# Records from a data source
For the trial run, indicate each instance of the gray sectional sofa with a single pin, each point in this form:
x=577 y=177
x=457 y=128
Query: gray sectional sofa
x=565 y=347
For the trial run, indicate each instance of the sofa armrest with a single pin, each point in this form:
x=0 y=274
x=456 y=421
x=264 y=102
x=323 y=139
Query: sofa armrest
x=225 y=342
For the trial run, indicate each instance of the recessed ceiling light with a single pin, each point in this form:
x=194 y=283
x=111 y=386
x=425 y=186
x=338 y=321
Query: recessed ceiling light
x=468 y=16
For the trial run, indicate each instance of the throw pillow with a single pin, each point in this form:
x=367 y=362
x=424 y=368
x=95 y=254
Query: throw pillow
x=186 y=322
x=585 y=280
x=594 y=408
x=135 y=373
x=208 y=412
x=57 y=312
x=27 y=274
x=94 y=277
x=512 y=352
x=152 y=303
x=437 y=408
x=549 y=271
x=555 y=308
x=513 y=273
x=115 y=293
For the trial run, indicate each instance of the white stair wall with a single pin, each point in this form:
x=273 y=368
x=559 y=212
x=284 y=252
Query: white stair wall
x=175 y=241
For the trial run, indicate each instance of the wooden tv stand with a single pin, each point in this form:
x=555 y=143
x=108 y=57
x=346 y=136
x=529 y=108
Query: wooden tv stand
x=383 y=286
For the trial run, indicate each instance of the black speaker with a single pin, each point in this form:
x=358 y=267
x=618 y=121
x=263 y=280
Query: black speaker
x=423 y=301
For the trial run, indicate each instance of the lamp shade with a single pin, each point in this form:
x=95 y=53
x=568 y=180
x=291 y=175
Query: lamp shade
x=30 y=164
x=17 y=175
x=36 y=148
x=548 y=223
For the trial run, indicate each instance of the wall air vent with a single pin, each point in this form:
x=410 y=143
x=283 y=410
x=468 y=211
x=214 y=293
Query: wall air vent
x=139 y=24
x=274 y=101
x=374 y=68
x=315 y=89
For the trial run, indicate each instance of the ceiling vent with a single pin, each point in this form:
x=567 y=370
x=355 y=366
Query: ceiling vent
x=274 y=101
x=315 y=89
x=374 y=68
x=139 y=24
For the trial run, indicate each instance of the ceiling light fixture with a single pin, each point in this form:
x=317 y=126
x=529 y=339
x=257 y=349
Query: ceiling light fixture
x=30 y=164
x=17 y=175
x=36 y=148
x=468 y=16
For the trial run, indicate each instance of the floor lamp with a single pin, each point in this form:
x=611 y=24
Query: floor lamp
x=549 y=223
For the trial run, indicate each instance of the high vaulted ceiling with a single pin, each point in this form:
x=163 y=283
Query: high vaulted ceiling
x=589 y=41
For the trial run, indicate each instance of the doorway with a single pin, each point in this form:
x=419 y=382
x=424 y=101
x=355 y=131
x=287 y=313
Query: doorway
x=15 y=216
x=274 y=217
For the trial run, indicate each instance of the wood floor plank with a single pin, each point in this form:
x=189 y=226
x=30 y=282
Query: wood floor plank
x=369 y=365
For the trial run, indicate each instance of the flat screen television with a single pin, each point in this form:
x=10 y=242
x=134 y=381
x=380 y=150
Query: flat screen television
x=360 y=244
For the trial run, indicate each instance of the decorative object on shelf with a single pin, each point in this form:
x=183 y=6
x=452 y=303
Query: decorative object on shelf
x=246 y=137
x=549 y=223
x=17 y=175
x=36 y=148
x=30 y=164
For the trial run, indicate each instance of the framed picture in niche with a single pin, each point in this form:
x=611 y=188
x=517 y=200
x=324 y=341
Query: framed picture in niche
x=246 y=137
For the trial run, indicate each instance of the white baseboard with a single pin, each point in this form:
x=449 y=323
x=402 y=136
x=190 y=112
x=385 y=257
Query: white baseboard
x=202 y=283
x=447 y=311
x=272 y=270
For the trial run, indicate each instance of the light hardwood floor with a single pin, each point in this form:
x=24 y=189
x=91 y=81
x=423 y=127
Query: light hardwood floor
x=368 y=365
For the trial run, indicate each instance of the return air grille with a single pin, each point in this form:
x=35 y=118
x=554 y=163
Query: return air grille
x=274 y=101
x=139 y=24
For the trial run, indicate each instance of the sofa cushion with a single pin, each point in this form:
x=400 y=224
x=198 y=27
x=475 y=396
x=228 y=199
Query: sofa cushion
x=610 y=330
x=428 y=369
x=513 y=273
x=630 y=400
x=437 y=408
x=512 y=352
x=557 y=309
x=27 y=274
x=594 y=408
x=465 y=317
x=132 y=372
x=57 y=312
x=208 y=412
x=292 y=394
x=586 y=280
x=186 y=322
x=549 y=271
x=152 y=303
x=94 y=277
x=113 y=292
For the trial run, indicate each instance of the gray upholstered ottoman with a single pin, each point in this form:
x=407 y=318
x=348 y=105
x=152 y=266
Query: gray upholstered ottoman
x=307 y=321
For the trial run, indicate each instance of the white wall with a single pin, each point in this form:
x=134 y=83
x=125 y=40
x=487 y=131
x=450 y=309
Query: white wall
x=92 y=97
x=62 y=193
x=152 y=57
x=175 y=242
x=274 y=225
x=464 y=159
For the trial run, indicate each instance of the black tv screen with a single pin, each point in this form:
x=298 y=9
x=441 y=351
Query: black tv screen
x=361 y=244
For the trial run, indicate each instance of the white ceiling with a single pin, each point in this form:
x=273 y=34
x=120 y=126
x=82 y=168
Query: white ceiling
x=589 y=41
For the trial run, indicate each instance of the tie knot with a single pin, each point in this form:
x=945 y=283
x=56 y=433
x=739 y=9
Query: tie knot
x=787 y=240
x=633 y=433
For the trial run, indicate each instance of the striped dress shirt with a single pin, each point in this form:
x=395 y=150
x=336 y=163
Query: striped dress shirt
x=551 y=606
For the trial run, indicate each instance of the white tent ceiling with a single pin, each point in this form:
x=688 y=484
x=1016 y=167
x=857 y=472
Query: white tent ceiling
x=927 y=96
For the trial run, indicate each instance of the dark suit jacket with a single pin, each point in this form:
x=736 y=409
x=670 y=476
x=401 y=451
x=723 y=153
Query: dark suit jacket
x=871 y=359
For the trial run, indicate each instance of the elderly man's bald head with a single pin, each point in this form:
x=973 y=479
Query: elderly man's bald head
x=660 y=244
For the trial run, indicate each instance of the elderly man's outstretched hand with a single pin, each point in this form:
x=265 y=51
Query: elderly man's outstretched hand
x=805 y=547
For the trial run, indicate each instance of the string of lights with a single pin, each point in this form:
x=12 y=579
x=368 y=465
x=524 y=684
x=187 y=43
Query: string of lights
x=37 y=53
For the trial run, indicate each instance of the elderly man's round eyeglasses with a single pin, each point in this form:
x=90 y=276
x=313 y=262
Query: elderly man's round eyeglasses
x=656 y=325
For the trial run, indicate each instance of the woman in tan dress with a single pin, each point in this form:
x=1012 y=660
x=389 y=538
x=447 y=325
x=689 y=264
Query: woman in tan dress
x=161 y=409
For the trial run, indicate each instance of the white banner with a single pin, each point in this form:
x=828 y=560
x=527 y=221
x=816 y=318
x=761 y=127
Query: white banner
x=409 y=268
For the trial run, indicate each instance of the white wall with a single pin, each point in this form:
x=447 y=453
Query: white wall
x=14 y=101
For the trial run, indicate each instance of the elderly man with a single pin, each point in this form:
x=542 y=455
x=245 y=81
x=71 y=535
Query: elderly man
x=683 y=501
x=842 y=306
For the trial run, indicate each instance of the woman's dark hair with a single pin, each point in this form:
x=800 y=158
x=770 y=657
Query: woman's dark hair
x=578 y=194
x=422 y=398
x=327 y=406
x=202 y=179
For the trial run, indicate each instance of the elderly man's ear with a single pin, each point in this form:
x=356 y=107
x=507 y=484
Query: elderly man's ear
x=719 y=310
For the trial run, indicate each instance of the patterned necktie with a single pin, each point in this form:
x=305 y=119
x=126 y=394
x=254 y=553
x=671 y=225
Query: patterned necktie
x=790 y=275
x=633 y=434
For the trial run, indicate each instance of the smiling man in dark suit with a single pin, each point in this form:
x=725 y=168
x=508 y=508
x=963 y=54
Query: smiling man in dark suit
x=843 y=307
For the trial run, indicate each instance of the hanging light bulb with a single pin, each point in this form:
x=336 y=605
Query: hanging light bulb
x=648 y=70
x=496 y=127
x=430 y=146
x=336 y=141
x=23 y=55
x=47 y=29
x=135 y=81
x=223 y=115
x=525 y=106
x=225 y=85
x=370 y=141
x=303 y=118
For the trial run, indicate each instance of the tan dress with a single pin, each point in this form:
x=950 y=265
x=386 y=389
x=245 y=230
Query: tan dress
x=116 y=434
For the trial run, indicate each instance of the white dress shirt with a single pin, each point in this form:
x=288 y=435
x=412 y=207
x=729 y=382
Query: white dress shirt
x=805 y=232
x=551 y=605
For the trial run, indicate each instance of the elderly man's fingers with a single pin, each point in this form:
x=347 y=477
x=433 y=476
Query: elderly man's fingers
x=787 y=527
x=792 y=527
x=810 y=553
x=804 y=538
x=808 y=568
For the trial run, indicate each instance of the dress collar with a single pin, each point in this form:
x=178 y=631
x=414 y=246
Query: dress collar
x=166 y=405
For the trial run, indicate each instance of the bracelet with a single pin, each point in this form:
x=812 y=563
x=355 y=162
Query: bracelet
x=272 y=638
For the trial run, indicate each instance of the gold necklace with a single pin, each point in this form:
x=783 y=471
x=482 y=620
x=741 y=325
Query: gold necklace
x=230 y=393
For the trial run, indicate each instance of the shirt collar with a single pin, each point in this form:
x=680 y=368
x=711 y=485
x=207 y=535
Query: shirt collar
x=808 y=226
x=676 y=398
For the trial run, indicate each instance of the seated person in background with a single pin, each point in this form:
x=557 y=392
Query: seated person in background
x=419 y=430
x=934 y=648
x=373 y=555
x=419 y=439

# REQUIRED WORK
Word for word, restate the entries from the first line to the line that has "x=323 y=139", both included, and nothing else.

# RESPONSE TO THE TASK
For the trial run, indicate each instance of the gray sectional sofa with a single pin, each point in this form:
x=577 y=177
x=457 y=128
Query: gray sectional sofa
x=565 y=347
For the trial run, indicate each instance of the sofa armrest with a single pin, each point in this form:
x=0 y=274
x=456 y=421
x=264 y=102
x=323 y=139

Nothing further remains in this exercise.